● **What the task asks**: Update the entries below, replacing every "Should give" with "Should return" and keeping all other text unchanged.

● **Entries provided**:
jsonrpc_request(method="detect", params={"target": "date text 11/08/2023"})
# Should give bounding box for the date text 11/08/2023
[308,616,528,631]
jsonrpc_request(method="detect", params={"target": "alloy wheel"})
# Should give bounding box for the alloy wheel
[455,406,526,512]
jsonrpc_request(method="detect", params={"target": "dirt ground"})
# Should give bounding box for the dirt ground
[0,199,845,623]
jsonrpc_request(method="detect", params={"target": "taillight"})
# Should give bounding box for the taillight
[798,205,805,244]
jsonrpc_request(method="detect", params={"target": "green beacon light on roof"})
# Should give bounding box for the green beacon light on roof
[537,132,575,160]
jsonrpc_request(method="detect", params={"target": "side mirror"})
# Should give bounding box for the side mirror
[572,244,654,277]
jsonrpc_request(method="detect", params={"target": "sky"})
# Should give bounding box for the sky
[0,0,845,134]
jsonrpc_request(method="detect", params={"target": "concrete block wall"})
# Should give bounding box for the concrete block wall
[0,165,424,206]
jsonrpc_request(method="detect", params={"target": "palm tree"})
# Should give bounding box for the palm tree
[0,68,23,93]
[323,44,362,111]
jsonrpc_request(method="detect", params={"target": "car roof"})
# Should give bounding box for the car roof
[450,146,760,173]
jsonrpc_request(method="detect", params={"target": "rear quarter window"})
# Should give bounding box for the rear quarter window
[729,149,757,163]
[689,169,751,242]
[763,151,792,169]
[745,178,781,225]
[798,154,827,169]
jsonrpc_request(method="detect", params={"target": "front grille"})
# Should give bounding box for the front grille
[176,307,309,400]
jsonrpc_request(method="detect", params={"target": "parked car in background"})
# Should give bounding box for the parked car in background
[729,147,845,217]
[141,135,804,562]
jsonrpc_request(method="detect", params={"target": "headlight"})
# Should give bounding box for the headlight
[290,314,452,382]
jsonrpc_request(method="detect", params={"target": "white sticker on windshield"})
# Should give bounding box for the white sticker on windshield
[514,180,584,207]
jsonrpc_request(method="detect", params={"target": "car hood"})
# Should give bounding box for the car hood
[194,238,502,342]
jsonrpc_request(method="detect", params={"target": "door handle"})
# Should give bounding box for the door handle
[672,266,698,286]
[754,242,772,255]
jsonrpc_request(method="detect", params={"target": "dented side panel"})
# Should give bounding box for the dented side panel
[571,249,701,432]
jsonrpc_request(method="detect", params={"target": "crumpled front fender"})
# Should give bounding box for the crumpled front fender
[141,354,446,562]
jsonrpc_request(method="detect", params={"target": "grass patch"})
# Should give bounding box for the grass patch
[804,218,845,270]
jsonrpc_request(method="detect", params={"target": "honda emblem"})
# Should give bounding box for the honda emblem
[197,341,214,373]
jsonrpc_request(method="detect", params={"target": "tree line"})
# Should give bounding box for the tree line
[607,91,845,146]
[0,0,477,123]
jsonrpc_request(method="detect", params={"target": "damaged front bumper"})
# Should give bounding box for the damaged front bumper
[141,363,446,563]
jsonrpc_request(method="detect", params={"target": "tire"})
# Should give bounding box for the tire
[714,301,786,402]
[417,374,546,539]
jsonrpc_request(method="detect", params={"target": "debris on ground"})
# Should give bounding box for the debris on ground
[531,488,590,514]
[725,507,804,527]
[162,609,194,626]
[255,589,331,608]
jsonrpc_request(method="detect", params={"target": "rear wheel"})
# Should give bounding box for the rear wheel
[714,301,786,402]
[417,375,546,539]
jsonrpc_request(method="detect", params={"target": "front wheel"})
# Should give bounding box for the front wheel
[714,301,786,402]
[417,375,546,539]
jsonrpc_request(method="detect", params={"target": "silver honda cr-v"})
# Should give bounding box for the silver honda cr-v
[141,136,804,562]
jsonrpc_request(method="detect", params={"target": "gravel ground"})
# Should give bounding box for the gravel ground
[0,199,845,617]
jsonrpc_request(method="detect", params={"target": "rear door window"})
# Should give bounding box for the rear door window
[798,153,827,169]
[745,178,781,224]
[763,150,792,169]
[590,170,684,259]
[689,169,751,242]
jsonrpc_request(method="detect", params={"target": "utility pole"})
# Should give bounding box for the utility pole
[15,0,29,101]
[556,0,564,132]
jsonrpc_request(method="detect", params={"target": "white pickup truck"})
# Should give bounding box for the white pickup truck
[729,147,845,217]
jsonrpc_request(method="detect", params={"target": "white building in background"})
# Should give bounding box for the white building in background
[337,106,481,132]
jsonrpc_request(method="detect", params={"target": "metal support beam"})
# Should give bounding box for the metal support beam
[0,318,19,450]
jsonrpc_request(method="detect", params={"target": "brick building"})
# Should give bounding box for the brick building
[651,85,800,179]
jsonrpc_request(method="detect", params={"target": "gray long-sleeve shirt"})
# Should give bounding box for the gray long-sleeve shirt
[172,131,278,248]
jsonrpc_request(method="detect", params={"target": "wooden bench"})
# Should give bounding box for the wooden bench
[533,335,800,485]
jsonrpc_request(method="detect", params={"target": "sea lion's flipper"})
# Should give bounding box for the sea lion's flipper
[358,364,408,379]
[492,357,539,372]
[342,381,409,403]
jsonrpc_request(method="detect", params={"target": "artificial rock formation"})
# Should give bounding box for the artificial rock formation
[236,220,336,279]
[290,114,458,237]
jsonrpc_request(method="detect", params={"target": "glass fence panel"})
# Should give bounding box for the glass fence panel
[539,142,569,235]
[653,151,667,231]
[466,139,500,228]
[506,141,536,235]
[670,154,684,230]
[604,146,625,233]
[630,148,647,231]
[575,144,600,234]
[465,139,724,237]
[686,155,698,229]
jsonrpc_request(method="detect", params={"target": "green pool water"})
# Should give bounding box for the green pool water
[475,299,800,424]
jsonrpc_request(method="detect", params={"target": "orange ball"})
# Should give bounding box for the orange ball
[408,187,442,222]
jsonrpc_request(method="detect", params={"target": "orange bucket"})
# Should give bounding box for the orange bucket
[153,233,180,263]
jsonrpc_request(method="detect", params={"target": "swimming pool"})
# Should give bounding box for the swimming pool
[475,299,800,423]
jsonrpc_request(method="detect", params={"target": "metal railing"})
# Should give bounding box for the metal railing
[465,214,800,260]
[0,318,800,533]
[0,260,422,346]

● **Exercise output**:
jsonrpc_request(method="detect", params={"target": "date text 11/08/2023"})
# Should return bounding box for the date text 11/08/2023
[308,616,528,631]
jsonrpc_request(method="detect", params={"target": "alloy wheel"})
# Should return bounding box for the alloy wheel
[455,406,526,512]
jsonrpc_request(method="detect", params={"target": "dirt ground"})
# Should return bounding box for the dirt ground
[0,199,845,623]
jsonrpc_request(method="detect", params={"target": "taillight"})
# Should return bounding box for the taillight
[798,205,805,244]
jsonrpc_request(method="detect", params={"target": "green beacon light on roof"})
# Should return bounding box for the green beacon light on roof
[537,132,575,160]
jsonrpc_request(method="detect", params={"target": "side mirror"})
# Should return bounding box for the side mirror
[572,244,654,277]
jsonrpc_request(method="detect", params={"target": "sky"})
# Should return bounding box for the sky
[0,0,845,134]
jsonrpc_request(method="detect", params={"target": "concrete block wall"})
# Should return bounding box for the concrete block wall
[0,165,424,206]
jsonrpc_request(method="detect", params={"target": "palm tree"})
# Should return bounding box for the palm tree
[0,68,23,93]
[323,44,362,111]
jsonrpc_request(method="detect", params={"target": "car roof"})
# Should return bounding box for the car roof
[450,146,760,173]
jsonrpc_request(method="detect", params={"target": "rear quarter window"})
# Should return bounding box for the rear quarter window
[729,149,757,163]
[689,169,751,242]
[763,151,792,169]
[745,178,781,225]
[798,154,827,169]
jsonrpc_request(method="detect", params={"target": "front grille"})
# Should return bounding box for the front grille
[176,307,309,400]
jsonrpc_request(method="detect", params={"target": "parked car in background"})
# Should return bounding box for the parked car in background
[729,147,845,217]
[141,135,804,562]
jsonrpc_request(method="detect", params={"target": "headlight"})
# Should return bounding box for the headlight
[290,314,452,382]
jsonrpc_request(method="detect", params={"target": "white sticker on windshield"})
# Should return bounding box for the white sticker on windshield
[514,180,584,207]
jsonrpc_request(method="detect", params={"target": "car hood"})
# Should return bounding box for the car hood
[194,238,502,342]
jsonrpc_request(method="detect", params={"target": "door handle"})
# Should return bounding box for the door handle
[672,266,698,286]
[754,242,772,255]
jsonrpc_request(method="detect", params={"target": "dented side panel"})
# Should return bounding box for the dented side panel
[571,249,701,432]
jsonrpc_request(method="detect", params={"target": "crumpled front fender"})
# Should return bounding box for the crumpled front fender
[141,354,446,562]
jsonrpc_request(method="detect", params={"target": "grass patch"})
# Should return bounding box for the grass patch
[804,218,845,270]
jsonrpc_request(method="detect", params={"target": "honda emblem"})
# Should return bounding box for the honda emblem
[197,341,214,373]
jsonrpc_request(method="detect", params={"target": "tree line"})
# Should return bounding box for the tree line
[607,91,845,146]
[0,0,477,123]
jsonrpc_request(method="detect", params={"target": "damaged front bumper"})
# Should return bounding box for the damaged front bumper
[141,363,446,563]
jsonrpc_request(method="detect", params={"target": "tire"})
# Should return bounding box for the tire
[714,301,786,402]
[417,374,546,539]
jsonrpc_request(method="detect", params={"target": "debris on ground"})
# Should return bounding box for the debris on ground
[531,488,590,514]
[725,507,804,527]
[162,609,194,626]
[255,589,331,608]
jsonrpc_request(method="detect", params={"target": "rear wheel"})
# Should return bounding box for the rear wheel
[714,301,786,402]
[417,375,546,539]
jsonrpc_request(method="detect", params={"target": "front wheel"})
# Should return bounding box for the front wheel
[714,301,786,402]
[417,375,546,539]
jsonrpc_request(method="detect", params={"target": "silver honda cr-v"})
# Should return bounding box for the silver honda cr-v
[141,136,804,562]
jsonrpc_request(method="detect", params={"target": "gravel ground"})
# Should return bounding box for the gravel ground
[0,199,845,617]
jsonrpc_request(method="detect", params={"target": "rear door window"})
# Should return bounding box for the rear door window
[798,153,827,169]
[745,178,781,224]
[763,150,792,169]
[590,170,684,259]
[689,169,751,242]
jsonrpc_request(method="detect", params={"target": "utility pole"})
# Should return bounding box for the utility pole
[15,0,29,101]
[556,0,564,132]
jsonrpc_request(method="detect", params={"target": "white pickup truck"})
# Should return bounding box for the white pickup truck
[729,147,845,217]
jsonrpc_request(method="detect", params={"target": "white building in background"})
# Should return bounding box for the white building in background
[337,106,481,132]
jsonrpc_request(method="detect", params={"target": "metal support beam"})
# Should return bounding box for the metal support beam
[0,318,19,450]
jsonrpc_request(method="detect", params={"target": "brick building"})
# Should return bounding box for the brick building
[651,85,800,179]
jsonrpc_request(method="detect", params={"target": "gray long-sleeve shirt"})
# Should return bounding box for the gray long-sleeve shirt
[172,131,278,248]
jsonrpc_request(method="detect", params={"target": "wooden bench"})
# Should return bounding box for the wooden bench
[533,335,800,485]
jsonrpc_request(method="detect", params={"target": "sea lion's flipper"})
# Should return bounding box for the sea lion's flipper
[358,364,408,379]
[492,357,539,372]
[342,381,409,403]
jsonrpc_request(method="detect", params={"target": "artificial rock formation"})
# Should return bounding box for the artificial rock formation
[236,220,336,279]
[290,114,458,237]
jsonrpc_request(method="detect", params={"target": "glass fence panel"})
# Should return bounding box for the glass fence panel
[539,142,569,235]
[653,151,667,231]
[466,139,500,228]
[506,141,536,235]
[670,154,684,230]
[604,146,625,233]
[630,148,647,231]
[575,144,600,234]
[465,139,724,237]
[686,155,698,229]
jsonrpc_request(method="detect", params={"target": "green pool water"})
# Should return bounding box for the green pool water
[475,299,800,424]
jsonrpc_request(method="detect", params={"target": "orange ball"})
# Should return bounding box for the orange ball
[408,187,442,222]
jsonrpc_request(method="detect", params={"target": "orange bucket"})
# Should return bounding box for the orange bucket
[153,233,180,263]
jsonrpc_request(method="detect", params={"target": "swimming pool"})
# Should return bounding box for the swimming pool
[475,299,800,423]
jsonrpc_request(method="detect", params={"target": "metal railing"})
# Should return bounding box for the metal railing
[465,214,800,260]
[0,318,800,533]
[0,260,422,346]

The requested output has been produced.